--- Complete the following ---
[1] Reproduce word for word the part of the Checkmk forum post from "CMK version: 2.5.0p6" to "label, e.g. cmk/os_family:windows).".
[2] In the Checkmk forum post, which ruleset keeps certain services out of active monitoring?

CMK version: 2.5.0p6 Community
OS version: Ubuntu 24.04.4
Error message in nagios.log
Warning: Check result queue contained results for service ‘Unimplemented check services_summary’ on host ‘HOSTNAME’, but the service could not be found! Perhaps you forgot to define the service in your config files?
The same warning appears for several other check types on the same hosts:
dotnet_clrmemory, esx_vsphere_vm_cpu, esx_vsphere_vm_heartbeat, esx_vsphere_vm_mem_usage, esx_vsphere_vm_mounted_devices, esx_vsphere_vm_name, esx_vsphere_objects_count.
Description:
I have Windows/Linux hosts where certain services are intentionally excluded from active monitoring via the “Disabled services” ruleset (not single-service manual disabling, but proper rule-based exclusion by host label, e.g. cmk/os_family:windows).
Example rule:
Host matching labels: [cmk/os_family:windows]
Service name is ^DotNet Memory Management Global, ^ESX CPU, ^ESX Heartbeat, ^ESX Memory, ^ESX Mounted Devices, ^ESX Name, ^Object count or ^Service Summary
Value: Positive match (add services / hosts to the set)
These services show up correctly under “Disabled services” in the Service discovery page, with normal OK check output. Autochecks are present and correct - I checked the autochecks file directly:
{‘check_plugin_name’: ‘esx_vsphere_vm_cpu’, ‘item’: None, ‘parameters’: {}, ‘service_labels’: {}},
{‘check_plugin_name’: ‘dotnet_clrmemory’, ‘item’: ‘Global’, ‘parameters’: {‘upper’: (10.0, 15.0)}, ‘service_labels’: {}},
So the plugins are not orphaned/unimplemented in the literal sense - they exist, are discovered correctly, and produce valid output when run manually (cmk -v HOSTNAME works fine for these checks).

--- Dataset items ---
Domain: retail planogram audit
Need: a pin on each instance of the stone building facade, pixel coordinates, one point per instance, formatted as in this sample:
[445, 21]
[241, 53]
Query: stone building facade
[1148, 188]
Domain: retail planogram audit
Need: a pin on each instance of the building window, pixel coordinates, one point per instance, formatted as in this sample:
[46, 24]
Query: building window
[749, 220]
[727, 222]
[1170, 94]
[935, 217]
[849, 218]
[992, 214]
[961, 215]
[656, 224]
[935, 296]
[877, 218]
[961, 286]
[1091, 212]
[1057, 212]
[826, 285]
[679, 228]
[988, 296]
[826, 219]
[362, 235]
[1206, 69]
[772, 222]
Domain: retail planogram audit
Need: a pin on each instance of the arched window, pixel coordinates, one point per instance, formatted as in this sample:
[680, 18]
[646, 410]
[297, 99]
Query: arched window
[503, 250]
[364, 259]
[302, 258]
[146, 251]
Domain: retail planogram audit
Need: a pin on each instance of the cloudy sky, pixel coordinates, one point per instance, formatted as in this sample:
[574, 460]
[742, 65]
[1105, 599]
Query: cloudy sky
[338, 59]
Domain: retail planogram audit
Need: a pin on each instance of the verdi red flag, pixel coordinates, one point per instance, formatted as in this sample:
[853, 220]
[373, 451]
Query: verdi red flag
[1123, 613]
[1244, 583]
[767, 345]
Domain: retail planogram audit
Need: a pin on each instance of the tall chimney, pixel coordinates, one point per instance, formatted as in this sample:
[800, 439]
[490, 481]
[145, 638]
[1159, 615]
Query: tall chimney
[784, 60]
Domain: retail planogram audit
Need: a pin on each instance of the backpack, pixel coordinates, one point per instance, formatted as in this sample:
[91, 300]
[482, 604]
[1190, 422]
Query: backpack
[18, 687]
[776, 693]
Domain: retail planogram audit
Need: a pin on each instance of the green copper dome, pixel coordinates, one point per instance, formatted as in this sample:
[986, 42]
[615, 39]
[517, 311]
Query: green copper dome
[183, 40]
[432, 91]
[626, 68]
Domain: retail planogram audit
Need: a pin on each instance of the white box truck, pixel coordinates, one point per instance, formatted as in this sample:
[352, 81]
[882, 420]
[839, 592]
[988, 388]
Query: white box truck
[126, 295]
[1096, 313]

--- Answers to each task ---
[1]
CMK version: 2.5.0p6 Community
OS version: Ubuntu 24.04.4
Error message in nagios.log
Warning: Check result queue contained results for service ‘Unimplemented check services_summary’ on host ‘HOSTNAME’, but the service could not be found! Perhaps you forgot to define the service in your config files?
The same warning appears for several other check types on the same hosts:
dotnet_clrmemory, esx_vsphere_vm_cpu, esx_vsphere_vm_heartbeat, esx_vsphere_vm_mem_usage, esx_vsphere_vm_mounted_devices, esx_vsphere_vm_name, esx_vsphere_objects_count.
Description:
I have Windows/Linux hosts where certain services are intentionally excluded from active monitoring via the “Disabled services” ruleset (not single-service manual disabling, but proper rule-based exclusion by host label, e.g. cmk/os_family:windows).

[2] The "Disabled services" ruleset.